Raw records:

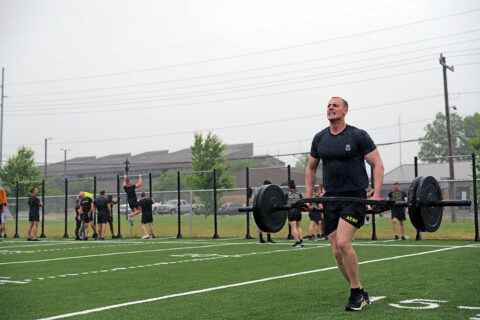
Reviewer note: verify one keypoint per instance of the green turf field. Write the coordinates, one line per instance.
(167, 278)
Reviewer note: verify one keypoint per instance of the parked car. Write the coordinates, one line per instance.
(171, 207)
(229, 208)
(123, 208)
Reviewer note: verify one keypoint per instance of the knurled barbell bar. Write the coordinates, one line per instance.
(425, 205)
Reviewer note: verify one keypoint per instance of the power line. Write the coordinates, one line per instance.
(258, 85)
(376, 66)
(267, 67)
(226, 99)
(334, 17)
(251, 53)
(241, 125)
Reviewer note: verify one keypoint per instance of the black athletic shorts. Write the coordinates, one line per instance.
(33, 217)
(102, 217)
(399, 213)
(315, 215)
(353, 213)
(147, 218)
(294, 215)
(86, 218)
(133, 204)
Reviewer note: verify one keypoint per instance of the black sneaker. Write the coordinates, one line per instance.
(356, 301)
(365, 296)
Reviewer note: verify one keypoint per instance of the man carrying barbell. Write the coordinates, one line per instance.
(343, 150)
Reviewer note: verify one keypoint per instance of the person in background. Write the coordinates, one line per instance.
(33, 215)
(295, 215)
(260, 232)
(147, 215)
(110, 217)
(398, 213)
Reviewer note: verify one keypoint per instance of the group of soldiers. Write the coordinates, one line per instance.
(103, 205)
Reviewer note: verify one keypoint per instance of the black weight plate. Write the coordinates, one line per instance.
(413, 212)
(268, 219)
(429, 191)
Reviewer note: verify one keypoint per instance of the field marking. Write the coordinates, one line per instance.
(233, 285)
(197, 258)
(119, 253)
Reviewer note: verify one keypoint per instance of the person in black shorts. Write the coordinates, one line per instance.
(316, 216)
(260, 232)
(131, 195)
(110, 216)
(295, 215)
(86, 206)
(104, 210)
(147, 216)
(398, 213)
(343, 150)
(78, 219)
(33, 215)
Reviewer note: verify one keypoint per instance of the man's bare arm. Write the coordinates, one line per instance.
(374, 160)
(311, 175)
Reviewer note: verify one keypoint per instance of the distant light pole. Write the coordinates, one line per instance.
(65, 162)
(45, 171)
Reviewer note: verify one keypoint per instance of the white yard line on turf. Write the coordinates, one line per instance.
(119, 253)
(197, 258)
(234, 285)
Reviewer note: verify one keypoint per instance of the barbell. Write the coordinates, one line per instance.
(424, 202)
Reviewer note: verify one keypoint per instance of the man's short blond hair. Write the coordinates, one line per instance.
(345, 103)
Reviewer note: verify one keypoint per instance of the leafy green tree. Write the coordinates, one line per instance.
(206, 156)
(302, 160)
(434, 146)
(20, 167)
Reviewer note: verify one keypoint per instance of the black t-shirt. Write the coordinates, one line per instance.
(34, 204)
(101, 205)
(146, 205)
(131, 195)
(397, 196)
(86, 204)
(343, 158)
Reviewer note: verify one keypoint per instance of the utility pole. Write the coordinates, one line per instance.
(400, 139)
(65, 162)
(45, 170)
(1, 117)
(449, 134)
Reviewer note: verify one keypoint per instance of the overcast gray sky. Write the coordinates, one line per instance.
(110, 76)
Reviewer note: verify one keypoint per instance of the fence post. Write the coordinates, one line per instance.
(179, 234)
(215, 235)
(43, 209)
(415, 167)
(289, 237)
(65, 235)
(247, 202)
(16, 211)
(475, 196)
(94, 197)
(119, 234)
(374, 226)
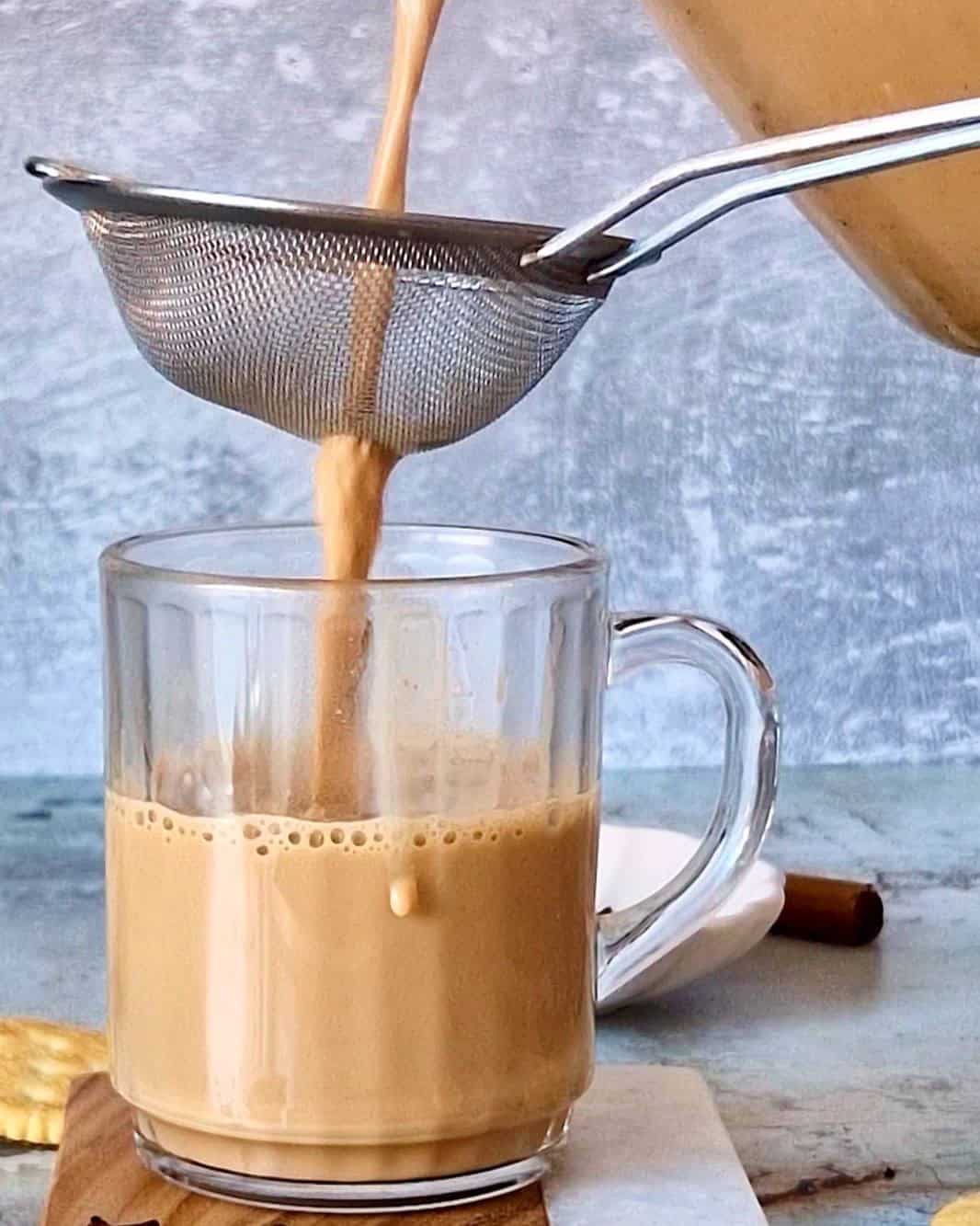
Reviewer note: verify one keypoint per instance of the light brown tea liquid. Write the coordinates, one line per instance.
(783, 65)
(350, 1000)
(352, 472)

Instructions to follow:
Please lay out every line of the records above as a Markdown table with the columns "Number" and "Entry", one row per line, skipping blank lines and leaving out the pictures.

Solution:
| Number | Entry |
|---|---|
| 1 | Reviewer note: verify one keypoint per instance of the green turf field. Write the coordinates, one line per instance. |
| 2 | (167, 278) |
| 3 | Reviewer note: verify one keypoint per instance of the parked car. Write the coordinates, one line per instance. |
| 4 | (171, 207) |
| 5 | (229, 208) |
| 6 | (123, 208) |
| 7 | Reviewer note: verify one keypoint per instance of the knurled barbell bar. Write the coordinates, one line per instance. |
| 8 | (425, 205) |
| 9 | Reviewer note: verify one keypoint per instance of the power line. Write the coordinates, one line per instance. |
| 10 | (258, 85) |
| 11 | (376, 66) |
| 12 | (267, 67) |
| 13 | (226, 99) |
| 14 | (334, 17) |
| 15 | (251, 53) |
| 16 | (241, 125) |
| 17 | Reviewer note: verify one keypoint per instance of the black athletic shorts. Write the coordinates, one line per instance. |
| 18 | (33, 217) |
| 19 | (102, 217) |
| 20 | (399, 213) |
| 21 | (315, 215) |
| 22 | (353, 213) |
| 23 | (147, 218) |
| 24 | (294, 215) |
| 25 | (86, 218) |
| 26 | (133, 204) |
| 27 | Reviewer note: verify one keypoint per instance of the black sneaker. Write the coordinates, one line per instance. |
| 28 | (356, 301) |
| 29 | (365, 296) |
| 30 | Reviewer note: verify one keypoint per instance of the man carrying barbell. Write the coordinates, one line per instance. |
| 31 | (343, 150) |
| 32 | Reviewer note: verify one keypoint per instance of the person in background. Write the coordinates, one line per instance. |
| 33 | (33, 215) |
| 34 | (295, 215) |
| 35 | (260, 232) |
| 36 | (147, 215) |
| 37 | (110, 217) |
| 38 | (398, 213) |
| 39 | Reviewer note: verify one keypoint per instance of the group of soldiers. Write the coordinates, one line per instance. |
| 40 | (103, 205) |
| 41 | Reviewer note: verify one keypoint per instance of the black weight plate. Write the coordinates, one line per instance. |
| 42 | (413, 212) |
| 43 | (268, 219) |
| 44 | (429, 191) |
| 45 | Reviewer note: verify one keypoint per instance of the field marking. Write the coordinates, one line per instance. |
| 46 | (233, 285) |
| 47 | (197, 258) |
| 48 | (119, 253) |
| 49 | Reviewer note: verify one keypoint per instance of the person in black shorts. Write the coordinates, one line per instance. |
| 50 | (316, 216) |
| 51 | (260, 232) |
| 52 | (131, 195) |
| 53 | (110, 216) |
| 54 | (295, 215) |
| 55 | (86, 206) |
| 56 | (104, 210) |
| 57 | (147, 216) |
| 58 | (398, 213) |
| 59 | (343, 150) |
| 60 | (78, 219) |
| 61 | (33, 215) |
| 62 | Reviewer note: verify one keypoint per instance of the man's bare arm. Write the coordinates, one line per instance. |
| 63 | (374, 160) |
| 64 | (311, 175) |
| 65 | Reviewer note: verify one keypoint per instance of the distant light pole. Write the coordinates, one line per instance. |
| 66 | (65, 162) |
| 67 | (45, 171) |
| 68 | Reviewer note: verify one keypoint per instance of the white yard line on turf. Write the coordinates, one line per instance. |
| 69 | (119, 253) |
| 70 | (197, 258) |
| 71 | (234, 285) |
| 72 | Reviewer note: verify one keypoint per instance of the barbell. Write the coordinates, one line per instance. |
| 73 | (424, 202) |
| 74 | Reviewer note: verify one keypoint per instance of the man's short blond hair. Write the coordinates, one line per instance. |
| 75 | (345, 103) |
| 76 | Reviewer note: verify one keypoint per instance of the leafy green tree. Write the coordinates, one line per instance. |
| 77 | (206, 156) |
| 78 | (302, 160) |
| 79 | (434, 146) |
| 80 | (20, 167) |
| 81 | Reviewer note: verify one keypoint per instance of the black t-shirt. Write the coordinates, one line per instance. |
| 82 | (34, 204) |
| 83 | (101, 205) |
| 84 | (146, 205) |
| 85 | (131, 195) |
| 86 | (397, 196) |
| 87 | (86, 204) |
| 88 | (343, 158) |
| 89 | Reviewer note: verify one keypoint per instance of the utility pole. Write the coordinates, one line per instance. |
| 90 | (400, 139) |
| 91 | (65, 162) |
| 92 | (45, 170) |
| 93 | (1, 117) |
| 94 | (449, 134) |
| 95 | Reviewer note: verify one keypoint per instance of the overcast gray sky. Write the coordinates, one line per instance. |
| 96 | (110, 76) |
| 97 | Reviewer note: verify one keypoint per instance of the fence post. Write the coordinates, one line per instance. |
| 98 | (179, 234) |
| 99 | (215, 235) |
| 100 | (43, 209) |
| 101 | (415, 167) |
| 102 | (289, 237) |
| 103 | (65, 235) |
| 104 | (247, 202) |
| 105 | (16, 211) |
| 106 | (475, 196) |
| 107 | (94, 197) |
| 108 | (119, 234) |
| 109 | (374, 226) |
| 110 | Reviewer note: verify one keypoint per instance of the light brown tea liquid. Write the coordinates, one line per instance. |
| 111 | (783, 65) |
| 112 | (350, 1000) |
| 113 | (352, 472) |